Only the lines from the one containing "Indicate every instance of the armchair armrest" through the end of the entries should be repeated, exactly as they appear, first and last included.
---- Listed records
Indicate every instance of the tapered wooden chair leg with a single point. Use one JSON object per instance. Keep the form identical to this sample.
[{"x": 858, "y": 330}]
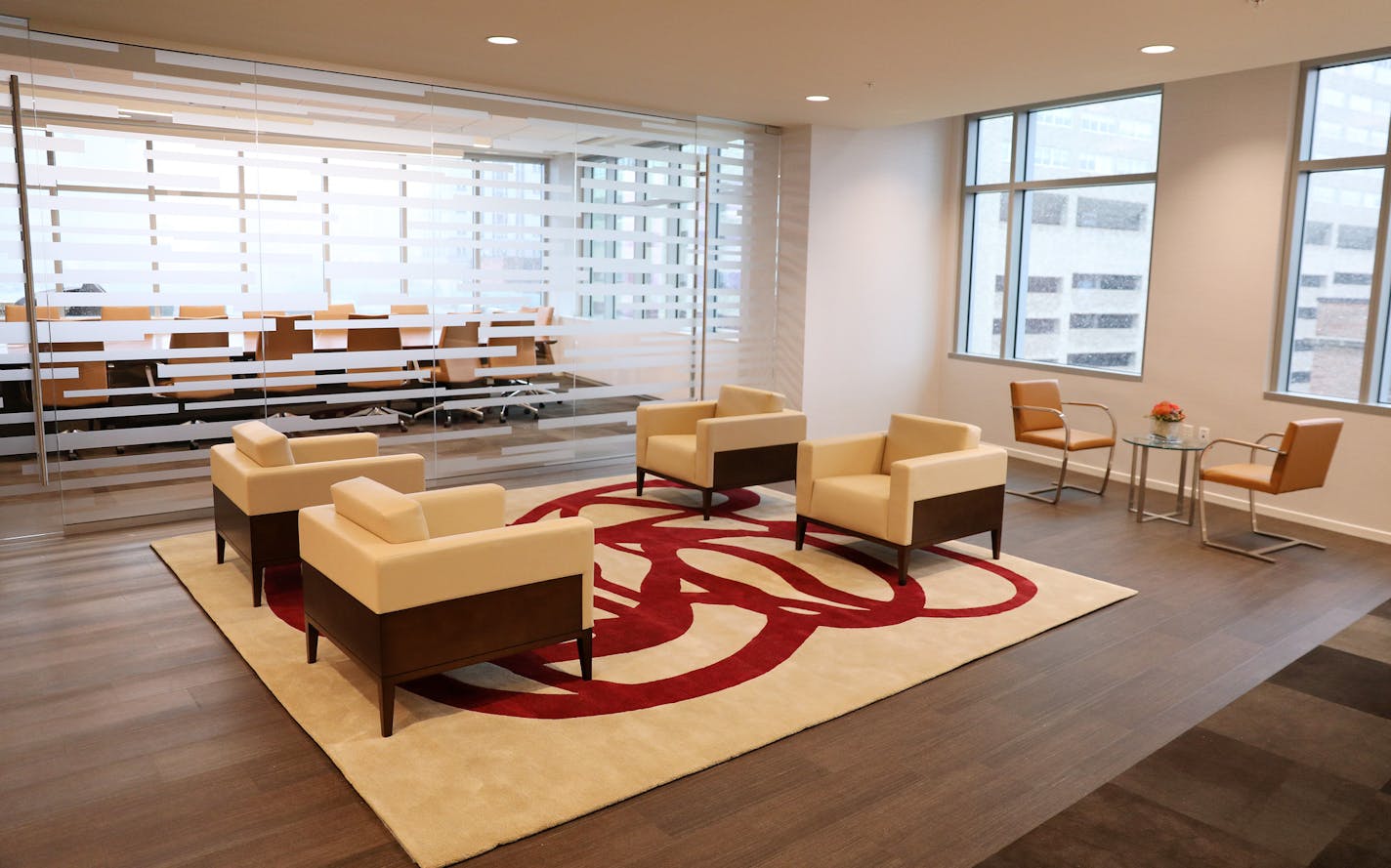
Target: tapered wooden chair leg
[
  {"x": 386, "y": 700},
  {"x": 586, "y": 644}
]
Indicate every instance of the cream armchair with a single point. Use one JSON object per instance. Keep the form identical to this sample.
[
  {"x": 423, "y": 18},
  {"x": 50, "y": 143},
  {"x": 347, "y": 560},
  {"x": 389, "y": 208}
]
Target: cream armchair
[
  {"x": 922, "y": 481},
  {"x": 410, "y": 585},
  {"x": 747, "y": 437},
  {"x": 263, "y": 478}
]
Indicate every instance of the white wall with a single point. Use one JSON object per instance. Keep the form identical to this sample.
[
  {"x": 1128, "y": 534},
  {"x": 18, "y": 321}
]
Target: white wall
[
  {"x": 1224, "y": 152},
  {"x": 879, "y": 206}
]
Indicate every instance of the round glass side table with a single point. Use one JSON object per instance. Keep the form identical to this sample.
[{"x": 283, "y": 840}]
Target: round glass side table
[{"x": 1141, "y": 445}]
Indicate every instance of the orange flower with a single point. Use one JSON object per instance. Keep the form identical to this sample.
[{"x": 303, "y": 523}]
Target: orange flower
[{"x": 1167, "y": 410}]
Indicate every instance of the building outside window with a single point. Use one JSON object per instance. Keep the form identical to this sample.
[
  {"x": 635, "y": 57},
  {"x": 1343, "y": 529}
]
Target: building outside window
[
  {"x": 1332, "y": 338},
  {"x": 1060, "y": 241}
]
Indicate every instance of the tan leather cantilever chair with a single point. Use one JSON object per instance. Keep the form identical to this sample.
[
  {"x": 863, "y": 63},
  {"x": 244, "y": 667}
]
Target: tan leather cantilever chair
[
  {"x": 1039, "y": 420},
  {"x": 1301, "y": 462}
]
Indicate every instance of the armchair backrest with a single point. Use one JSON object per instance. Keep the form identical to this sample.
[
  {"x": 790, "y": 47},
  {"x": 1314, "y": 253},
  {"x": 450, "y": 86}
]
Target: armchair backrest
[
  {"x": 1306, "y": 454},
  {"x": 262, "y": 444},
  {"x": 743, "y": 401},
  {"x": 915, "y": 435},
  {"x": 1035, "y": 393},
  {"x": 381, "y": 511}
]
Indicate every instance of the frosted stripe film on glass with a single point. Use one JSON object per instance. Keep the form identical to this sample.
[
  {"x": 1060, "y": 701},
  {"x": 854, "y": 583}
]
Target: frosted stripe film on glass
[{"x": 217, "y": 232}]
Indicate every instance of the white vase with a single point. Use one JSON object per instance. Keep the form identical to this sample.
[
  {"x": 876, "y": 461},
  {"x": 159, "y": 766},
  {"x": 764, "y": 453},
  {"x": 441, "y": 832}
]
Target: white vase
[{"x": 1163, "y": 430}]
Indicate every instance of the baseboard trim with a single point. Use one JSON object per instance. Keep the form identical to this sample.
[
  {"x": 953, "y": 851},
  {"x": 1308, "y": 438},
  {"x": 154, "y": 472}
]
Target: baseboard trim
[{"x": 1213, "y": 497}]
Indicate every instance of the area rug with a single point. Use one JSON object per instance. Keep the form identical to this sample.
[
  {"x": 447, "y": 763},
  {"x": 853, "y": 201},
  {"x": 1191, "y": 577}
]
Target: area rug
[{"x": 711, "y": 639}]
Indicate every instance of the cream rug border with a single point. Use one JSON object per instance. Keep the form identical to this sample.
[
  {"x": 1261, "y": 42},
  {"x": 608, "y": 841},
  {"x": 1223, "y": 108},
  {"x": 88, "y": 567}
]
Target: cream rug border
[{"x": 445, "y": 799}]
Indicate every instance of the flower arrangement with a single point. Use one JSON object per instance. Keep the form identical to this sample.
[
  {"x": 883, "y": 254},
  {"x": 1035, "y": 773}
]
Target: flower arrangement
[{"x": 1167, "y": 410}]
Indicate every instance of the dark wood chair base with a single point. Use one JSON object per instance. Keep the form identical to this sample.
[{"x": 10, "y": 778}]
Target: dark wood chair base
[
  {"x": 262, "y": 540},
  {"x": 738, "y": 469},
  {"x": 937, "y": 520},
  {"x": 398, "y": 647}
]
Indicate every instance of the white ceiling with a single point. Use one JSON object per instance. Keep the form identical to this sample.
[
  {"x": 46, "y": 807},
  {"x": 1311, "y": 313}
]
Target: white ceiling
[{"x": 753, "y": 60}]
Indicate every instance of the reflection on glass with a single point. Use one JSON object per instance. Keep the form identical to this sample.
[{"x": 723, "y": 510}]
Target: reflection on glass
[
  {"x": 1352, "y": 108},
  {"x": 988, "y": 251},
  {"x": 1334, "y": 282},
  {"x": 1086, "y": 275},
  {"x": 1111, "y": 138},
  {"x": 993, "y": 141}
]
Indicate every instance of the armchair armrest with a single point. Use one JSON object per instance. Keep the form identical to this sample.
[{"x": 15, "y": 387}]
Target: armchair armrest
[
  {"x": 929, "y": 475},
  {"x": 850, "y": 455},
  {"x": 297, "y": 485},
  {"x": 678, "y": 418},
  {"x": 1101, "y": 406},
  {"x": 419, "y": 573},
  {"x": 333, "y": 447},
  {"x": 1255, "y": 445},
  {"x": 458, "y": 511},
  {"x": 932, "y": 475}
]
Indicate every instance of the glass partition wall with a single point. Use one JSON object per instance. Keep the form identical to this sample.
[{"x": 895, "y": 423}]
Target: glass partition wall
[{"x": 494, "y": 282}]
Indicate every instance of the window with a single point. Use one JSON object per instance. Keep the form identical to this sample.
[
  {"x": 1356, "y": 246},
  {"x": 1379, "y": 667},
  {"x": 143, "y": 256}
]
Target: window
[
  {"x": 1102, "y": 320},
  {"x": 1108, "y": 215},
  {"x": 1106, "y": 281},
  {"x": 1042, "y": 245},
  {"x": 1332, "y": 334},
  {"x": 1318, "y": 231}
]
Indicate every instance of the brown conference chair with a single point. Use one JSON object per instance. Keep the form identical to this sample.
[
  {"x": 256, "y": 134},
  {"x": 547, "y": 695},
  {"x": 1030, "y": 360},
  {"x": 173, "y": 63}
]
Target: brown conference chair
--------
#### Exercise answer
Indicate every instance of the armchair armrest with a single point. Use one JSON object per instance. Keep the form identical to this sample.
[{"x": 15, "y": 387}]
Target: armchair armrest
[
  {"x": 929, "y": 475},
  {"x": 850, "y": 455},
  {"x": 297, "y": 485},
  {"x": 678, "y": 418},
  {"x": 1101, "y": 406},
  {"x": 419, "y": 573},
  {"x": 333, "y": 447},
  {"x": 1255, "y": 445},
  {"x": 458, "y": 511},
  {"x": 932, "y": 475}
]
Indicate every instance of the glass partition wall with a single point. Use one JSON object per instance. Keep the form identical to this sample.
[{"x": 895, "y": 423}]
Target: glass partition wall
[{"x": 494, "y": 282}]
Indicate every instance of the window with a single point. Use one JSON object per instance. Keep the form identical to this sample.
[
  {"x": 1356, "y": 246},
  {"x": 1379, "y": 667},
  {"x": 143, "y": 256}
]
Target: window
[
  {"x": 1102, "y": 320},
  {"x": 1108, "y": 215},
  {"x": 1106, "y": 281},
  {"x": 1042, "y": 245},
  {"x": 1332, "y": 334},
  {"x": 1318, "y": 231}
]
Indicate every instance of the brown conference chair with a single point. Use one JSON object per instance. Keep the form identical to this sample.
[
  {"x": 256, "y": 134},
  {"x": 547, "y": 695},
  {"x": 1030, "y": 360},
  {"x": 173, "y": 63}
]
Target: brown conference chair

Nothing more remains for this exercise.